Image-grounded pointing data
=== Section Start ===

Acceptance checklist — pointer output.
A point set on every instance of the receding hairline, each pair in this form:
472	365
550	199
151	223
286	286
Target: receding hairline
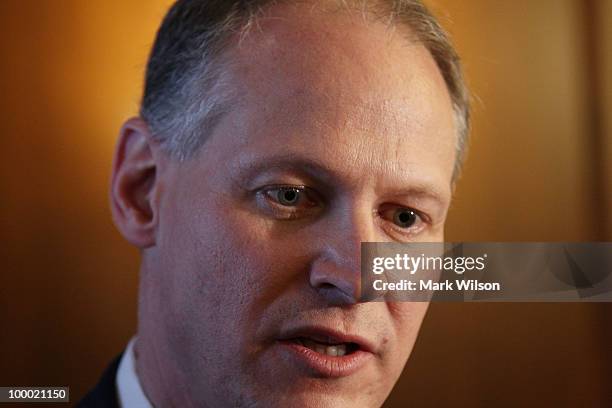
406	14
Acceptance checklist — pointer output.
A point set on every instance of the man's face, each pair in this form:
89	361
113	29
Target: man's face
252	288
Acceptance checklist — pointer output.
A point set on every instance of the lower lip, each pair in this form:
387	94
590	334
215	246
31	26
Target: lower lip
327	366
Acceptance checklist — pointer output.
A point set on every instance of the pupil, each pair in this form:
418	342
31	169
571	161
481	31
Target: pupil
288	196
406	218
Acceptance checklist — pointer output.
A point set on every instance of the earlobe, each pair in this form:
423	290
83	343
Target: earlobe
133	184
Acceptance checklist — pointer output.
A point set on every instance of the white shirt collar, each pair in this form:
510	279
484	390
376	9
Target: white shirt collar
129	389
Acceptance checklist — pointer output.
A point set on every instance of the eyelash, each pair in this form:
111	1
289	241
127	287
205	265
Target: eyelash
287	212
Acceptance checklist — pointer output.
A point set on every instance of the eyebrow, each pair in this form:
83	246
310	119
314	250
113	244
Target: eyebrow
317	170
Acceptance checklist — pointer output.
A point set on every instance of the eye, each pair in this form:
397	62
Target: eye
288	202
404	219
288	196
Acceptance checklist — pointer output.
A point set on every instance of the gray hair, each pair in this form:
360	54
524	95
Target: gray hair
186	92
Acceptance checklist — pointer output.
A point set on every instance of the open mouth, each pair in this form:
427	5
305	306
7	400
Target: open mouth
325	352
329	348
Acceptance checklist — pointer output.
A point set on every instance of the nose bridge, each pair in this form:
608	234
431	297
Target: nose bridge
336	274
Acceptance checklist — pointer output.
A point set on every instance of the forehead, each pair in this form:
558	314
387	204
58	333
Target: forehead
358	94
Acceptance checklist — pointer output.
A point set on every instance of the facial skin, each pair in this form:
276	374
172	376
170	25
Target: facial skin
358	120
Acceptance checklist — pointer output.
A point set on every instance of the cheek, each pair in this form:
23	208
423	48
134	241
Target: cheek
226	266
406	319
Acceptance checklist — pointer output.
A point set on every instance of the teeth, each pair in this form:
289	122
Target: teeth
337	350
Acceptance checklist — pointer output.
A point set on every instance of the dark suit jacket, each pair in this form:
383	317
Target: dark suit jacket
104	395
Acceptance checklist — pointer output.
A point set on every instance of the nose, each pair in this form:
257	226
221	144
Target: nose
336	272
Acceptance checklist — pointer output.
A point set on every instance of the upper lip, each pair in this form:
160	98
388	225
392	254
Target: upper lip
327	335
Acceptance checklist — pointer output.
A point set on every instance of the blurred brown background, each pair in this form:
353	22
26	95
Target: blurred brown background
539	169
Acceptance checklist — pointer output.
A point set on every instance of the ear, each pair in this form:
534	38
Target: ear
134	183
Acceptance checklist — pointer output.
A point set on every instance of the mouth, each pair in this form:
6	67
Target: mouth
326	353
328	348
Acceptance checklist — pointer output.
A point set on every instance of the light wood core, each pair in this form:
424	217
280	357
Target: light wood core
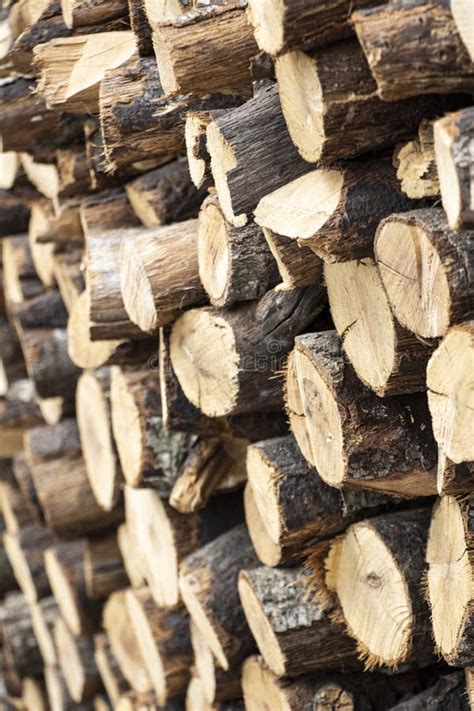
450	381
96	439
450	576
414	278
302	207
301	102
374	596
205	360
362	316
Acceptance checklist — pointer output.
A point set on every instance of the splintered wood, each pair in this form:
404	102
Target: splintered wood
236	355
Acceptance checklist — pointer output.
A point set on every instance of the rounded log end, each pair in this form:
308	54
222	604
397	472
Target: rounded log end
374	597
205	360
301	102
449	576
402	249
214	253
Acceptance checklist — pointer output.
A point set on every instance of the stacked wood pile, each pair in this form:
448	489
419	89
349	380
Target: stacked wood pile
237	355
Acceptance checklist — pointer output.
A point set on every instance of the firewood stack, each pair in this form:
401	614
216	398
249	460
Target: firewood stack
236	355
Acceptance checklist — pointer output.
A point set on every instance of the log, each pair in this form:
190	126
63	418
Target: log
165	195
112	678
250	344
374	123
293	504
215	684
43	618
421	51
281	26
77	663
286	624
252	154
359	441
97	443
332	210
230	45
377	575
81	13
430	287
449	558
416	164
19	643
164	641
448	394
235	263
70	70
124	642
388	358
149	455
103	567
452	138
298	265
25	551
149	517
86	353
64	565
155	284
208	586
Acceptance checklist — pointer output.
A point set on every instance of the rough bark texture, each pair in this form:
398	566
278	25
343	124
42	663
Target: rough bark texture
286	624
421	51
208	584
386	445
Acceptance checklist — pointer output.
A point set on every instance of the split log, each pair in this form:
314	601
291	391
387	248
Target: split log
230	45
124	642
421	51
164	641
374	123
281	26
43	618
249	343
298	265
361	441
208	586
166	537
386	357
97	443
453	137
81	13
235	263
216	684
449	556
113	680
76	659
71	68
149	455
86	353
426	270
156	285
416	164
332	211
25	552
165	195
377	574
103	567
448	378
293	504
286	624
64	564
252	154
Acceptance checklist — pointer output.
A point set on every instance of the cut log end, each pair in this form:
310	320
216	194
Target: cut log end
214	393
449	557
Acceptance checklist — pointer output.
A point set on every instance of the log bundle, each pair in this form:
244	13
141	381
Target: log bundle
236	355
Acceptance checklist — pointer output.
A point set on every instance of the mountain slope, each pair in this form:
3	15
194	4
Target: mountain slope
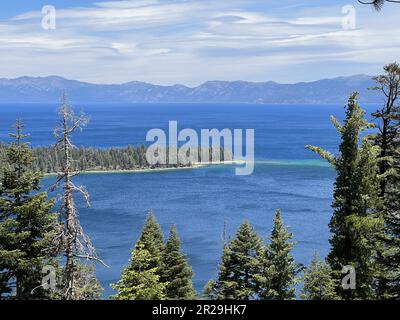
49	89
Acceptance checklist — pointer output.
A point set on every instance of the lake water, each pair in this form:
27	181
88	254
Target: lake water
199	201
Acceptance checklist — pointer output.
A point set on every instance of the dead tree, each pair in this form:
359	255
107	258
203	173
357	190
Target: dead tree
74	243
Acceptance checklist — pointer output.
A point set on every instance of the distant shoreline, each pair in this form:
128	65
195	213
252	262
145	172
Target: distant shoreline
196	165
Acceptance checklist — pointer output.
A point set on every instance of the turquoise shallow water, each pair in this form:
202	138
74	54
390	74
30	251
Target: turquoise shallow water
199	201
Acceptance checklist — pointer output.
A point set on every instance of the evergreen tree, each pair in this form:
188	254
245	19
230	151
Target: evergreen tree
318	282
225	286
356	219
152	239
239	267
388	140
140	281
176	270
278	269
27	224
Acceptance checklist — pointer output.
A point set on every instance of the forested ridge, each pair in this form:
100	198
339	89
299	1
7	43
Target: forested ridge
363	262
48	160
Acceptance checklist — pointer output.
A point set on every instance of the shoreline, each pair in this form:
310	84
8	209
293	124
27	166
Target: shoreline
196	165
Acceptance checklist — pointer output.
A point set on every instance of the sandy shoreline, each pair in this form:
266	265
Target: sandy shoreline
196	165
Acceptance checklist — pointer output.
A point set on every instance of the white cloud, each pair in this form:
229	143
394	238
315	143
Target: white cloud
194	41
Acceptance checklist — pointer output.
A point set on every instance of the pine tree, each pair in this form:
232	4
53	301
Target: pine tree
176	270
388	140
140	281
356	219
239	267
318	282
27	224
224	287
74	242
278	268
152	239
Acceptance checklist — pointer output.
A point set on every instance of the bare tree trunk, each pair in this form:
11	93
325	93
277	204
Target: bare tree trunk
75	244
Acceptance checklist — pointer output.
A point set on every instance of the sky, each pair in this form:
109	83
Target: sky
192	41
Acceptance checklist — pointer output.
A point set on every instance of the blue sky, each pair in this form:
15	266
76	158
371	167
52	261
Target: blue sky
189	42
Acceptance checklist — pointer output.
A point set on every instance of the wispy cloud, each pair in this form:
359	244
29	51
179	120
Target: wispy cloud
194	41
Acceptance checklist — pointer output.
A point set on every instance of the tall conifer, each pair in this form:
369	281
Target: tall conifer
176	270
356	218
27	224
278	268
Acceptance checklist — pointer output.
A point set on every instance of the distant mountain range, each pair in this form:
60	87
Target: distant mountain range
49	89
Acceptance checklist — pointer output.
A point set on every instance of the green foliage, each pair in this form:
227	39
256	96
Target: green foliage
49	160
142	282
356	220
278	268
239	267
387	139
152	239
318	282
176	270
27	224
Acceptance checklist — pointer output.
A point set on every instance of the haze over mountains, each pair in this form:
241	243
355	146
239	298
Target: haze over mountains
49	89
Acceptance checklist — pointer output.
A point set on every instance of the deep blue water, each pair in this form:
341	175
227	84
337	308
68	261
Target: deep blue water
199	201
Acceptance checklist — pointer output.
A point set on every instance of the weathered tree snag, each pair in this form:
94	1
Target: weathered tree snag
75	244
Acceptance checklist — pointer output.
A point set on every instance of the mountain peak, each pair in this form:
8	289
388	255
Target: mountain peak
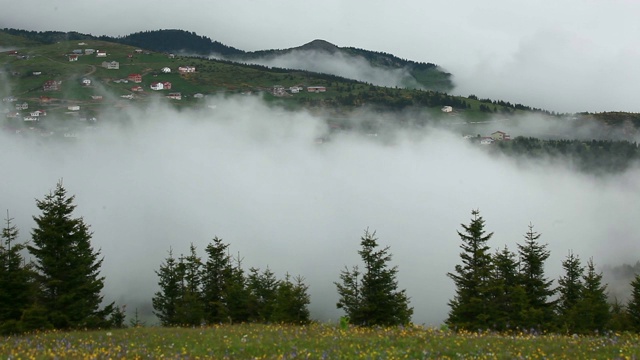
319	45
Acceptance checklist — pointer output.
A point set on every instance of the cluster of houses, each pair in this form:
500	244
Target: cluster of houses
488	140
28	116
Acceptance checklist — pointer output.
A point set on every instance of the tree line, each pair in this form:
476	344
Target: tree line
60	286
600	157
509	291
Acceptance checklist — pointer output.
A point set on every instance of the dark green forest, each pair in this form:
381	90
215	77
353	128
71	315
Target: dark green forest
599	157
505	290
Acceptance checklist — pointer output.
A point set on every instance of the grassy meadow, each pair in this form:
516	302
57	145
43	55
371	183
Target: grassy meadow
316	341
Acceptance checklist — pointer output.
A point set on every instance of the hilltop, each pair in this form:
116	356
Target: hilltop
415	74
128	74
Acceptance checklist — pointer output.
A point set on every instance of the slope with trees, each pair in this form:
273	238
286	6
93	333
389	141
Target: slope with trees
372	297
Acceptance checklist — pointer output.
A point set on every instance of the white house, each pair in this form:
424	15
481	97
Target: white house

=== Section End ===

### [What this task involves]
From the line containing "A point set on every instance of the white house, each" to the final line of the data, repeat each line exactly. Include both ends.

### [Response]
A point set on every instance of the white house, each pair in this form:
424	15
481	97
Target: white house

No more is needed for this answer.